------ EXERCISE MATERIAL ------

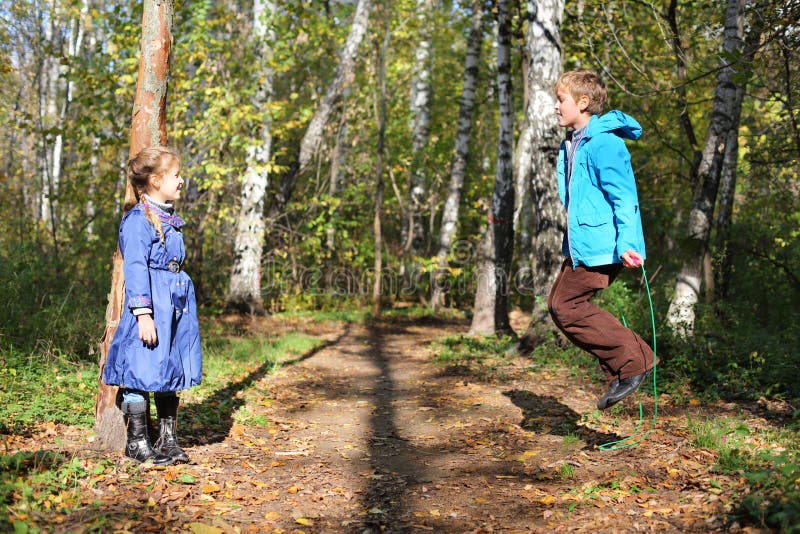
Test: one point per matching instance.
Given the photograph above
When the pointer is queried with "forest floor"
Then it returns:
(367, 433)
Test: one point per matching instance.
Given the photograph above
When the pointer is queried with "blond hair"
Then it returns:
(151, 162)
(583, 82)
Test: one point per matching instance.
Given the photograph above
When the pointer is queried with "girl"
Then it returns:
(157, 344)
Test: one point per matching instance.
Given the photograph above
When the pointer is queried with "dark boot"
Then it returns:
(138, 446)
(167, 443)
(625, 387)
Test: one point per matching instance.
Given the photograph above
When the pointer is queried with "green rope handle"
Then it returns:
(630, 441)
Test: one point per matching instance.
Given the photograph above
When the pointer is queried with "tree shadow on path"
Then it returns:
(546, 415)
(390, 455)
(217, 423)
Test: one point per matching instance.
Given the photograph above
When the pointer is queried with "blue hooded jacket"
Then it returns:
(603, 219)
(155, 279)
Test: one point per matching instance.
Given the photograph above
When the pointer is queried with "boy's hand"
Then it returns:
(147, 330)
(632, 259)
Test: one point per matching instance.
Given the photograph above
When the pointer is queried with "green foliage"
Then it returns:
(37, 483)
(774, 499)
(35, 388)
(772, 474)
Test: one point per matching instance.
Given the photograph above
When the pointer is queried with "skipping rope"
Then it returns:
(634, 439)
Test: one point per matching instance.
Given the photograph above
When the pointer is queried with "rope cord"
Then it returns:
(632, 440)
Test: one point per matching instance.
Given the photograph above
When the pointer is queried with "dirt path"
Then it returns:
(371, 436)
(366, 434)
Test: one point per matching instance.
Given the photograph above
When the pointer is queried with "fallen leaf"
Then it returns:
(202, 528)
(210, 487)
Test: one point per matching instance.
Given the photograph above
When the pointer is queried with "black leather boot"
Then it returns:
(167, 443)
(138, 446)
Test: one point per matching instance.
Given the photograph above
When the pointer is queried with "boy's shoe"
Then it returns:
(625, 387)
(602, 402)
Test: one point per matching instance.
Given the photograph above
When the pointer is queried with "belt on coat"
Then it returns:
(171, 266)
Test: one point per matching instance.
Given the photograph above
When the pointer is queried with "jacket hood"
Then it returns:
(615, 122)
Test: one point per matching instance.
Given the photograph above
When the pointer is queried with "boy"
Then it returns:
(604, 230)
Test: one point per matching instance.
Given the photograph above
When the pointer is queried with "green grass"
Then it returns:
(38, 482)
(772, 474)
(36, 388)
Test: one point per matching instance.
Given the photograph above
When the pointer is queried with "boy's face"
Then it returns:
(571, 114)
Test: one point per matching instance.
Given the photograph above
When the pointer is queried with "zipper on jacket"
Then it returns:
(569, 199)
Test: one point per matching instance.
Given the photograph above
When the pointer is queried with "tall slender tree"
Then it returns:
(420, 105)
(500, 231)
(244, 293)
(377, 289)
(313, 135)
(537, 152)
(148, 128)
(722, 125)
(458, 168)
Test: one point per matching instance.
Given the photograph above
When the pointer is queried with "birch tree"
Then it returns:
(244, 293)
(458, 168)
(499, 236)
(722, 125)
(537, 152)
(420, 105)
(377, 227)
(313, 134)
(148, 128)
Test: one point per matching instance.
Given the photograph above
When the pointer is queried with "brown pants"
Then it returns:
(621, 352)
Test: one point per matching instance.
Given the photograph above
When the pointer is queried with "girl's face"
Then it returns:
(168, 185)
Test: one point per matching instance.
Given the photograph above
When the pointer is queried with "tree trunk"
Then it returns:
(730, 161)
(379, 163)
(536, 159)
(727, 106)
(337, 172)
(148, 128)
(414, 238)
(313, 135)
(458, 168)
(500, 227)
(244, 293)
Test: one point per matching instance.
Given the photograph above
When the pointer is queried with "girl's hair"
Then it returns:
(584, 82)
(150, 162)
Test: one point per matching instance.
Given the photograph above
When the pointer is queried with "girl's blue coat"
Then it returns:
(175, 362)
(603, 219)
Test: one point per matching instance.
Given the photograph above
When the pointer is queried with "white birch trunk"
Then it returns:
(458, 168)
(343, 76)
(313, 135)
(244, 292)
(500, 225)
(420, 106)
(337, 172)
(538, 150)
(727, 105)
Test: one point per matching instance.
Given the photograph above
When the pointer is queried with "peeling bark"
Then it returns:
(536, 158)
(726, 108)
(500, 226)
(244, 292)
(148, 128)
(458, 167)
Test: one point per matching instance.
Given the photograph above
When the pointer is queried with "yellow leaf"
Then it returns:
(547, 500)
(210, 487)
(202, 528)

------
------ EXERCISE MATERIAL ------

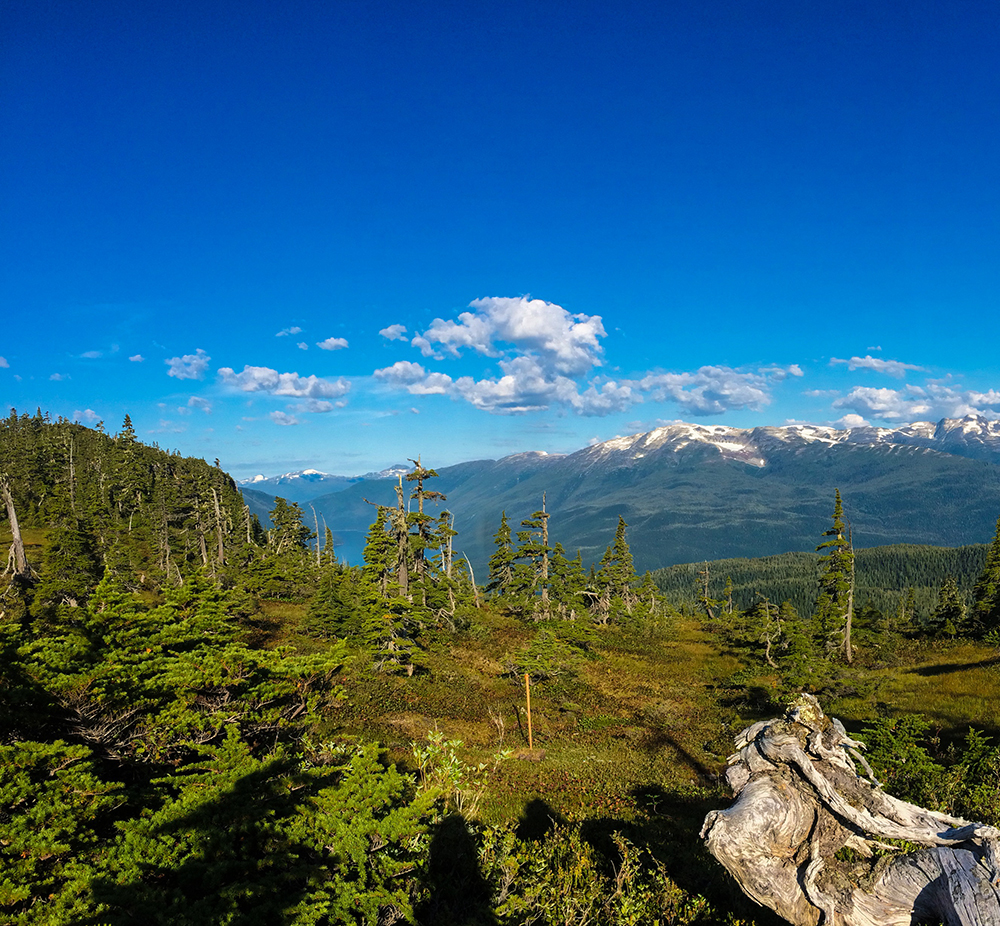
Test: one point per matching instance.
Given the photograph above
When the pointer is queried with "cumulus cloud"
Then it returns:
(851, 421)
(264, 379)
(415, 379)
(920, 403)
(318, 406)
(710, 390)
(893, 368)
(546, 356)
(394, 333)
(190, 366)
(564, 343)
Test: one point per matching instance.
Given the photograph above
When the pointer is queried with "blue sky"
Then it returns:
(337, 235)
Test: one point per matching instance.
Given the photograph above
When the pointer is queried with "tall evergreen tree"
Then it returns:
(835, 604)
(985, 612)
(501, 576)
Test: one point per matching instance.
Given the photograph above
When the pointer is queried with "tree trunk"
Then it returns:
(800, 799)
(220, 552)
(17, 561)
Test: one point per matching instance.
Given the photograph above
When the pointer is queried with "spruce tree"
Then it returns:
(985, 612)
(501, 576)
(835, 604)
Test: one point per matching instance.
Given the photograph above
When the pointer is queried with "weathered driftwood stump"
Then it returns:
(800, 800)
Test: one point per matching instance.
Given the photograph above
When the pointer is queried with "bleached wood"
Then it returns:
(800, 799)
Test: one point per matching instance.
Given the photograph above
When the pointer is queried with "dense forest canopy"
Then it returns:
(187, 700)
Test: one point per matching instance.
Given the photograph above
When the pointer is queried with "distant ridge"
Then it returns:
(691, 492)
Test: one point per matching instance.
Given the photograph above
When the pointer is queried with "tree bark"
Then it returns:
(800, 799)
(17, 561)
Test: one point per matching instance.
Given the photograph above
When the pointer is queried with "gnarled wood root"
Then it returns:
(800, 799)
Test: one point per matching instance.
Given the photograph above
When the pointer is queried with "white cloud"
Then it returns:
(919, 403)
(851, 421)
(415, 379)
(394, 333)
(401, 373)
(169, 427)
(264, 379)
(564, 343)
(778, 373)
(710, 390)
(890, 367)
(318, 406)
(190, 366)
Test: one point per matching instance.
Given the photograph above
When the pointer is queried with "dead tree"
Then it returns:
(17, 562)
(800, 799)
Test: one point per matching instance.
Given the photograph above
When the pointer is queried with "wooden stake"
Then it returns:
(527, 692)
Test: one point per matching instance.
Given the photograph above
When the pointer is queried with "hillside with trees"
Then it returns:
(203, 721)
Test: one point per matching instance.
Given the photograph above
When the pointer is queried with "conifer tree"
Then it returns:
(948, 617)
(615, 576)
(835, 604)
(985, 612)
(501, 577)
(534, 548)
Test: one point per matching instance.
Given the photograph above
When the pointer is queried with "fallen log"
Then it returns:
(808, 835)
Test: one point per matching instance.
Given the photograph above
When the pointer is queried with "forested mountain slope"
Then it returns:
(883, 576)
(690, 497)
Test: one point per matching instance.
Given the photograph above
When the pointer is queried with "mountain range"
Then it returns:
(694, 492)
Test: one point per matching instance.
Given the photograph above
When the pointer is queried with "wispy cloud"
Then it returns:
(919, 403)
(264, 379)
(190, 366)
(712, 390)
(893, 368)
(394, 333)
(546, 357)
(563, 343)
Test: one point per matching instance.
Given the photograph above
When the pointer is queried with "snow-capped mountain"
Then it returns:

------

List every line of the material above that contains the string "rope".

When the pointer is queried with "green rope handle"
When the pointer is queried with "skipping rope"
When the pointer is queried with "rope cord"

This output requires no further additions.